▸ **Text passage**:
********************
Object seat and method

Abstract

An object seat including a seat host having a seal bore therein, a seat body dimensioned to be receivable in the seal bore, the seat body having an object receptor. A method for carrying out a pressure operation in a borehole including seating an object on an object receptor of a seat body, the seat body disposed in a seat host, the seat host disposed in the borehole, pressuring against the object, and moving the seat body along an interface between the seat body and the seat host to create a fluid flow pathway through the seat body and seat host interface. A borehole system including a borehole in a formation, an object seat as in any prior embodiment disposed in the borehole.

Description

BACKGROUND

In the resource recovery industry, pressure differentials are often used to carry out operations in a borehole. Seats are installed in the borehole to receive an object thereon to create a near sealed condition so that pressure applied against the object while on the seat is substantially contained and hence can be increased. In some cases, quite high differential pressures are applied against the object and seat such that the object might become stuck in the seat. This condition is undesirable because a flow path through the borehole is eliminated by the condition. Normally it would be expected that the object would be moved off seat using fluid flow in a direction opposite that which seated the object in the first place. Obviously if the object has become stick, fluid flow may be insufficient to unseat the object.
********************
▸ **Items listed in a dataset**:
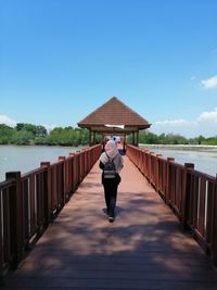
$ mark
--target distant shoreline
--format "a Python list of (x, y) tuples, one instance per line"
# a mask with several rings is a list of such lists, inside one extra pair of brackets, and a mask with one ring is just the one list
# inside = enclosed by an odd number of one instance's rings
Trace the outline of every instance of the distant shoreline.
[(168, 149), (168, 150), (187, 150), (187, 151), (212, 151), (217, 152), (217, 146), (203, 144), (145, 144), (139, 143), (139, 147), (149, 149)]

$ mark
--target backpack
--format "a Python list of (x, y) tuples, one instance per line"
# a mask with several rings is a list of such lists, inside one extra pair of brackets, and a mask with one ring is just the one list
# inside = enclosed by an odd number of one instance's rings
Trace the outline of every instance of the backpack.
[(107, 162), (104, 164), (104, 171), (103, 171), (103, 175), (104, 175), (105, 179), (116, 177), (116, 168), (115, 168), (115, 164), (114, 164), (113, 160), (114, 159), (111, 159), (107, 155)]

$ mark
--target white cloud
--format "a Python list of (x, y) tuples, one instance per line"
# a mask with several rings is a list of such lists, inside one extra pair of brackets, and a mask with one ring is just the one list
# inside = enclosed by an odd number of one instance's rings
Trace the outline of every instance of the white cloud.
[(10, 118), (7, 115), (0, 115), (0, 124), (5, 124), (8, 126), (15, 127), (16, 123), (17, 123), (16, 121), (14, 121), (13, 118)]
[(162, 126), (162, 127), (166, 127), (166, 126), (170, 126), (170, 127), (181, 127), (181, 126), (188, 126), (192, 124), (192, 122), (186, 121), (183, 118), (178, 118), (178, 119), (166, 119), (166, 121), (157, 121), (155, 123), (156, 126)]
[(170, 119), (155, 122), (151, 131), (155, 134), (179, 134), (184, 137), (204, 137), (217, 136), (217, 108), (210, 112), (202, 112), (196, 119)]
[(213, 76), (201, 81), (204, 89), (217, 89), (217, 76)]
********************
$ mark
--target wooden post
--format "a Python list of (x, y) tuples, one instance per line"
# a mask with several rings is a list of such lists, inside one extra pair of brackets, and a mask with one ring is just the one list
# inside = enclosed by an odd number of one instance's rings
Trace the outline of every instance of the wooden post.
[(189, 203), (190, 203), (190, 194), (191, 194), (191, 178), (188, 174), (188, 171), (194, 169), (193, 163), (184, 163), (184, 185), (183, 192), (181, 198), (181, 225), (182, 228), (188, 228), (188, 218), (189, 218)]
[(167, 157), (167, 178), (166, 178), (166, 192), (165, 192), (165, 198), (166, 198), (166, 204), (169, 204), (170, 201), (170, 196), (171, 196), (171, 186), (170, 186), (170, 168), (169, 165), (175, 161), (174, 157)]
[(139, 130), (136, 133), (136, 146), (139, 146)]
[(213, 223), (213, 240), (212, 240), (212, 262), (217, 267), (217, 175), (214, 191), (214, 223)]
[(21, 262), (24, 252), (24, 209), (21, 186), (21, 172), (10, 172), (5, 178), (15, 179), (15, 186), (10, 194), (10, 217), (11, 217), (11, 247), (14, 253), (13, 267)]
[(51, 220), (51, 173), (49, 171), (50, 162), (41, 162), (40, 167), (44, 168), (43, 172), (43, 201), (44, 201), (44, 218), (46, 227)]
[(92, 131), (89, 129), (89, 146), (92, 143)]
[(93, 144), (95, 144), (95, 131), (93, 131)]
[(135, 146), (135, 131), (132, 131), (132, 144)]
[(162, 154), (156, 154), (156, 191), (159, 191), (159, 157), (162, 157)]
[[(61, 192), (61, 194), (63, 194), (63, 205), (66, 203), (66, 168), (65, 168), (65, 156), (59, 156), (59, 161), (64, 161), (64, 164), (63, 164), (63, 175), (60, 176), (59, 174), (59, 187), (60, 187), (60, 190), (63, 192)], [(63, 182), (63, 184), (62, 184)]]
********************
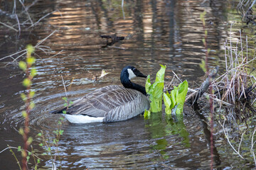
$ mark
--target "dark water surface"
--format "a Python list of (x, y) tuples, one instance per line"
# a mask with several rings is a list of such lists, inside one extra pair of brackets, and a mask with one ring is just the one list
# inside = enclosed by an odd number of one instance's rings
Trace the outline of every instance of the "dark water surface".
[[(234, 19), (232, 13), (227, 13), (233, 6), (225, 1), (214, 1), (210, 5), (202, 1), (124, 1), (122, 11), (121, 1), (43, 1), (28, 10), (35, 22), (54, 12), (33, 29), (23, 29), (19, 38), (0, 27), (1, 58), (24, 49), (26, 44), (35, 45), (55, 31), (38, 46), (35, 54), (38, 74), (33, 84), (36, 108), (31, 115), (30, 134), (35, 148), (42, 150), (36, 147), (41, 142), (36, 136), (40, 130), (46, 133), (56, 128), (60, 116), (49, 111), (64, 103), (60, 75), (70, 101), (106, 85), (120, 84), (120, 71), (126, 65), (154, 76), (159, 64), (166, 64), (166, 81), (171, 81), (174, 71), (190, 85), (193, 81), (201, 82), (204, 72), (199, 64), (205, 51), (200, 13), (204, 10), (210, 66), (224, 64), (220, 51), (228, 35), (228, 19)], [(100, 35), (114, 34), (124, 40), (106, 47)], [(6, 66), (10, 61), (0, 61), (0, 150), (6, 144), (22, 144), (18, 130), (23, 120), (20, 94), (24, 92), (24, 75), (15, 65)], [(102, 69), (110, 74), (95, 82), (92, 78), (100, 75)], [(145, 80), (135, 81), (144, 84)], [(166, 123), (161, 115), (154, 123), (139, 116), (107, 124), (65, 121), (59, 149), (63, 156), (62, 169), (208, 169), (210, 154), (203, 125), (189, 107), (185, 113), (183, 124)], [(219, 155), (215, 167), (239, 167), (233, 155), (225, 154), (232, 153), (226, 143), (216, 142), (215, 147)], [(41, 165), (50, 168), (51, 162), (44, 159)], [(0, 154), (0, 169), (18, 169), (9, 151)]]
********************
According to the object seat passage, why is it undesirable for the object to become stuck in the seat?

▸ **Result of the exercise**: It eliminates a flow path through the borehole.